YOUR TASKS —
**a)** In the skin cancer excerpt, write out the passage starting with "Villanueva is Forefront’s" and going on through "his OBX patients.".
**b)** According to the skin cancer excerpt, how many patients come in on a typical day at the Kitty Hawk location?

EXCERPT —

=-=-=-=-=

The important thing, especially as people age, is to make sure regular skincare checks are done at both primary care visits as well as dermatology appointments. After all, the damage has been done. For most, it’s a matter of “when” rather than “if” when it comes to skin cancer.
“When I was growing up, I was actually one of those people that did the baby oil when I was a teenager and I went to tanning beds when I was in college,” Conkwright says. “Just thinking back on all the horrible things that I’ve done to my skin and now seeing what it can do years down the line, it’s just such a wakeup call, and I just wish that people could really see what they’re doing to their skin.”

Conkwright rotates between the Forefront offices in Kitty Hawk, Elizabeth City and Virginia Beach. A typical day at the Kitty Hawk location will see 30 to 40 patients come in, most of them for routine skin checks and then smaller numbers who need treatments for skin issues such as acne or eczema, and those seeking aesthetic treatments.

A regular number of skin cancer excisions and atypical mole removals also take place every day, and Conkwright says the Kitty Hawk office tends to see the most skin cancers when those trouble spots are detected and analyzed.

Villanueva is Forefront’s Mohs surgeon, the surgical procedure that removes a lesion from the skin in thin layers until no other cancer cells are found. In a typical week, he spends the vast majority of his time with small basal cell carcinomas, which are the most common skin cancers in the world.

“I kiddingly say, ‘If you’re gonna grow skin cancer, this is the one I recommend,’ only because it doesn’t really spread to any parts of the body, but it does continue to grow,” Villanueva explains. “We just get the roots out, keep it as small as possible.”

But throughout the spring months, Villanueva also saw what he called an “astronomical” number of melanoma cases among his OBX patients.

=-=-=-=-=

LISTED ENTRIES —
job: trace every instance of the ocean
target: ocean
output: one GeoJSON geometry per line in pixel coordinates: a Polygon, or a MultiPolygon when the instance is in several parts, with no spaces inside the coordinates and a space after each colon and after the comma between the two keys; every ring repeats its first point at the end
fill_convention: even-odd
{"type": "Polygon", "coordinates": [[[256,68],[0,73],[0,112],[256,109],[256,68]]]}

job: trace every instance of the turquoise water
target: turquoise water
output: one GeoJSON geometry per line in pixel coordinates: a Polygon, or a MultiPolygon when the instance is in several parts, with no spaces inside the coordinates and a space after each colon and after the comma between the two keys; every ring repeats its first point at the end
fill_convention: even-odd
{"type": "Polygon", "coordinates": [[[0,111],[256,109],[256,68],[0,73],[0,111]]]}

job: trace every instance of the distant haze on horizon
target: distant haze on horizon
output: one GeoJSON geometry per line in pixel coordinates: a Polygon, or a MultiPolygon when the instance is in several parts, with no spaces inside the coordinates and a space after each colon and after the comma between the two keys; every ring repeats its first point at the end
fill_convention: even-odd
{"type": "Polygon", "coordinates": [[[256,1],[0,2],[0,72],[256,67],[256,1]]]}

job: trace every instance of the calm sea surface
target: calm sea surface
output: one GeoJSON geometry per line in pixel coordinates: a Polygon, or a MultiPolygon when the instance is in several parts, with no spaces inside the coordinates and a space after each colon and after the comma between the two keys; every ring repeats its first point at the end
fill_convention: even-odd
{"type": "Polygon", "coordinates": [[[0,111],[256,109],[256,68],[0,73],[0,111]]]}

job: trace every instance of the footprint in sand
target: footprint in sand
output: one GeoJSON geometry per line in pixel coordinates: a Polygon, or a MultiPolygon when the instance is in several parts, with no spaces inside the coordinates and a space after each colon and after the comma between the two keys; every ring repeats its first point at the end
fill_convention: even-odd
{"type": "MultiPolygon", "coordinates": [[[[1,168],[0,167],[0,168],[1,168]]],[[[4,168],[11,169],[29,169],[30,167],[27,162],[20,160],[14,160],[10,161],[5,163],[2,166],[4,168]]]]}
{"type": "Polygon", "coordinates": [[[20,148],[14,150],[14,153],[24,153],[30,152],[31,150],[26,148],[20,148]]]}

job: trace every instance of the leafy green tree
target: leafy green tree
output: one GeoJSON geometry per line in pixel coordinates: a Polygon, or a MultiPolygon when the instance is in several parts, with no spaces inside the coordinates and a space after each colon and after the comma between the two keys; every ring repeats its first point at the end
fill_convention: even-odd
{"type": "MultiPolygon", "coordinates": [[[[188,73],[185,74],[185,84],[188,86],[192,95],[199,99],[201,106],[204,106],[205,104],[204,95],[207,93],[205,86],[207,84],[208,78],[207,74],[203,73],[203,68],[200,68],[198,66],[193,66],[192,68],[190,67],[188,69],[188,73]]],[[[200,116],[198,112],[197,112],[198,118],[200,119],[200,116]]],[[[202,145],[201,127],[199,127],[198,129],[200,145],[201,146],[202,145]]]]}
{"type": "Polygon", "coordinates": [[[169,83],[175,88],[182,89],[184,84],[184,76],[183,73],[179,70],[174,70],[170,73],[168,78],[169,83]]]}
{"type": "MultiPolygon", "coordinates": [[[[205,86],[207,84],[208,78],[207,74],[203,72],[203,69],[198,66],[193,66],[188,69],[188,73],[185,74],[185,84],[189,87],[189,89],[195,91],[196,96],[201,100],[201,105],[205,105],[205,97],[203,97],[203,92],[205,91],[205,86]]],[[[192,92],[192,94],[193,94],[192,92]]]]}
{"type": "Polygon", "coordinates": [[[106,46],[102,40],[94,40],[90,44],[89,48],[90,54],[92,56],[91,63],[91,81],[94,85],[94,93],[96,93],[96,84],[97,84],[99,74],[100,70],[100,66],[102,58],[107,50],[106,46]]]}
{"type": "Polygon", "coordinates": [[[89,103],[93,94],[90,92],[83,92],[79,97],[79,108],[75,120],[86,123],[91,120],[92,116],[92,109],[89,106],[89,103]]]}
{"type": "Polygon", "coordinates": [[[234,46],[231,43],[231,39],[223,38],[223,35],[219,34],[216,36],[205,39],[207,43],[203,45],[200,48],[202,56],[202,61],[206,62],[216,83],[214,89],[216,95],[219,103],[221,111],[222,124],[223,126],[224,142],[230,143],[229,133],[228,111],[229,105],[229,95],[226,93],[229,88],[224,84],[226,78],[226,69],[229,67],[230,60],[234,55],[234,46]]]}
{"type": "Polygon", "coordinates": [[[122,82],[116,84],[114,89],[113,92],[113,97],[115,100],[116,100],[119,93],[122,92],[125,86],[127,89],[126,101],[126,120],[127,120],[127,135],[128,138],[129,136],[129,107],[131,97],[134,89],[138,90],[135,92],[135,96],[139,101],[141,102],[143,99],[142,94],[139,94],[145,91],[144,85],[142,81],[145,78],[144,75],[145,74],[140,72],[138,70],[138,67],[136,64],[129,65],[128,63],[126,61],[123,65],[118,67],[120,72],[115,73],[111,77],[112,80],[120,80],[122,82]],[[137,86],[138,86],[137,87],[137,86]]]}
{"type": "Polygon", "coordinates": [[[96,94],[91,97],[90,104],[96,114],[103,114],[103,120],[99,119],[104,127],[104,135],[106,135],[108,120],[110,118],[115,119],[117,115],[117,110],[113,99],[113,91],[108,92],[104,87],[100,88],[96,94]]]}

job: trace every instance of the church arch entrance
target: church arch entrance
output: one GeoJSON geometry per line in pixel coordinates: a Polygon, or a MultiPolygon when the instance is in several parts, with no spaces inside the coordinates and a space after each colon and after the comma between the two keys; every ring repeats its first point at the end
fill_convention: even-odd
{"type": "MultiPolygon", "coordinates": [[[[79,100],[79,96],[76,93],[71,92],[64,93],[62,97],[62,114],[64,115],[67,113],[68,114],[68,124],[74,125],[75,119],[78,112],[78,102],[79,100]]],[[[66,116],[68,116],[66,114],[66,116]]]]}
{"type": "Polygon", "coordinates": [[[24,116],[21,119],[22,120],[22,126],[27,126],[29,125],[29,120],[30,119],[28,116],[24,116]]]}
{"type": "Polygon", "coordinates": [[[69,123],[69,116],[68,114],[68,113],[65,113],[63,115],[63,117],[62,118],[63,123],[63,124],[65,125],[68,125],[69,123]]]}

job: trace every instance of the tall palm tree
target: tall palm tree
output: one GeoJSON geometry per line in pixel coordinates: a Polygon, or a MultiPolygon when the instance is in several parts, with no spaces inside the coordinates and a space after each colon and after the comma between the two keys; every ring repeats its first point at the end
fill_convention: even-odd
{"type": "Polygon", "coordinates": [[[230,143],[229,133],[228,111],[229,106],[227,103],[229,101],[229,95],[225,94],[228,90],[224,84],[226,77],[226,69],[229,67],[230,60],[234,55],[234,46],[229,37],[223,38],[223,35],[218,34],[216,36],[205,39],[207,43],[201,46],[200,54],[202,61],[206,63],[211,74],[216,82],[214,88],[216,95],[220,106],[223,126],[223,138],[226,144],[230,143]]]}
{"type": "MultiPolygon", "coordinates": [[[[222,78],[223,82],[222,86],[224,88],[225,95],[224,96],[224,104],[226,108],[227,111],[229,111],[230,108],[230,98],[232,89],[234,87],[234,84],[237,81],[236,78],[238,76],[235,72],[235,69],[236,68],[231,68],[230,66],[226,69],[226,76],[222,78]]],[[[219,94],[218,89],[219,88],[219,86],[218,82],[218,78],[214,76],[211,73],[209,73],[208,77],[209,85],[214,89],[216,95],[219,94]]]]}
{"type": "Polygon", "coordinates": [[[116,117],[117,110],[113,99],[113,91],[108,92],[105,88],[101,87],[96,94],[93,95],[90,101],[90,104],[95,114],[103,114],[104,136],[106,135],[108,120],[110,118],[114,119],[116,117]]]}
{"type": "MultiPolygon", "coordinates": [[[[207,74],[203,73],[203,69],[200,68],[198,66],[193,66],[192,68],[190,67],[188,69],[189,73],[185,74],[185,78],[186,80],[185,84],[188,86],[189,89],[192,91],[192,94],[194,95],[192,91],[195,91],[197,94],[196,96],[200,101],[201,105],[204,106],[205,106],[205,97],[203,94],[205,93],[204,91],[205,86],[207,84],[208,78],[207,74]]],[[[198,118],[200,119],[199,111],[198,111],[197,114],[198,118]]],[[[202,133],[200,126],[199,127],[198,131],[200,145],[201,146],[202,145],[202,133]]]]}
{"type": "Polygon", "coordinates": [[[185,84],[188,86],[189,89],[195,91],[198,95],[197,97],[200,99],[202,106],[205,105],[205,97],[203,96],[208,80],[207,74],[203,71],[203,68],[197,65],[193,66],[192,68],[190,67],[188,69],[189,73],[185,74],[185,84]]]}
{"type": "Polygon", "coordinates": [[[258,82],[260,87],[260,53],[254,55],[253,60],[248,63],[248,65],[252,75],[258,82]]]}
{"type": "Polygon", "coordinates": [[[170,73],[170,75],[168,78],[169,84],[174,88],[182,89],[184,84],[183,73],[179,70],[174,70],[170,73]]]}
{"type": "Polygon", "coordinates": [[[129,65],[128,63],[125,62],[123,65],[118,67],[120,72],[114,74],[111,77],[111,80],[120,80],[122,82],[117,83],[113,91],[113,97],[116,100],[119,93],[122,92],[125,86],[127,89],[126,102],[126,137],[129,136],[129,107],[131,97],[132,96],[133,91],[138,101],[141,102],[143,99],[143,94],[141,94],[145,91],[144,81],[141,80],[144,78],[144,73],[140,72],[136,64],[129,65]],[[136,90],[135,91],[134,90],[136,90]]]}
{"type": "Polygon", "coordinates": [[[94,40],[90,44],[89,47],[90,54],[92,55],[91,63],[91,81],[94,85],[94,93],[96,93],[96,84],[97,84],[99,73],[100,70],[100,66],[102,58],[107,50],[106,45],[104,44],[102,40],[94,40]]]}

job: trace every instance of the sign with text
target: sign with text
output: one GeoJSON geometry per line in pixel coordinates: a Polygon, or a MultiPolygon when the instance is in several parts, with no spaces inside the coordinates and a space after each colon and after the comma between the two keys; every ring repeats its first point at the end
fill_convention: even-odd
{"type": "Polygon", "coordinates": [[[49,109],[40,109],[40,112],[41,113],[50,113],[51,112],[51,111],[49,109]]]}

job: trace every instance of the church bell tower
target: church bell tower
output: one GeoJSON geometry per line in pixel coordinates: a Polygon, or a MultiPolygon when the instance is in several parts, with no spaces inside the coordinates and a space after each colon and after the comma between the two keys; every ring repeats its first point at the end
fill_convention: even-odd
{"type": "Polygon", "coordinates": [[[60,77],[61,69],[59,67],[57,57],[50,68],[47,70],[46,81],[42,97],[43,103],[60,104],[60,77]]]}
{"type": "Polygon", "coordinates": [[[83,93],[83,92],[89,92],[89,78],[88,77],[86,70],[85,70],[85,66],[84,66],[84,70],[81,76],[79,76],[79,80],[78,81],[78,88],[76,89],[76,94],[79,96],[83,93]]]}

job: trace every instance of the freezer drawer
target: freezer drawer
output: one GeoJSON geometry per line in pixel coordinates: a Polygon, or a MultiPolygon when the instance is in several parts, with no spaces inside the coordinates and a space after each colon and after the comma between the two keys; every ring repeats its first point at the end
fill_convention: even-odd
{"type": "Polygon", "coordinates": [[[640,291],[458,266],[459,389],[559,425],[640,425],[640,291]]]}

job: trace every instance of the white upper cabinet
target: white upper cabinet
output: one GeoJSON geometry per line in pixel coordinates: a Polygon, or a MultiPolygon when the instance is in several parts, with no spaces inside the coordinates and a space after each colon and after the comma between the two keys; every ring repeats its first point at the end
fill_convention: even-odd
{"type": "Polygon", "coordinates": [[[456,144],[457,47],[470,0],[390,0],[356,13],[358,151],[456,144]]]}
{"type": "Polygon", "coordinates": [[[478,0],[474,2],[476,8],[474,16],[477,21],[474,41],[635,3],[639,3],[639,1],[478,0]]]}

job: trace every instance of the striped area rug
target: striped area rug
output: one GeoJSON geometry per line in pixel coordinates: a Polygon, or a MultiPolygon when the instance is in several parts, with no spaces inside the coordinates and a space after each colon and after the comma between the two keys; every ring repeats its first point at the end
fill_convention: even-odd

=-=-=-=-=

SOLUTIONS TO EACH TASK —
**a)**
Villanueva is Forefront’s Mohs surgeon, the surgical procedure that removes a lesion from the skin in thin layers until no other cancer cells are found. In a typical week, he spends the vast majority of his time with small basal cell carcinomas, which are the most common skin cancers in the world.

“I kiddingly say, ‘If you’re gonna grow skin cancer, this is the one I recommend,’ only because it doesn’t really spread to any parts of the body, but it does continue to grow,” Villanueva explains. “We just get the roots out, keep it as small as possible.”

But throughout the spring months, Villanueva also saw what he called an “astronomical” number of melanoma cases among his OBX patients.

**b)** 30 to 40 patients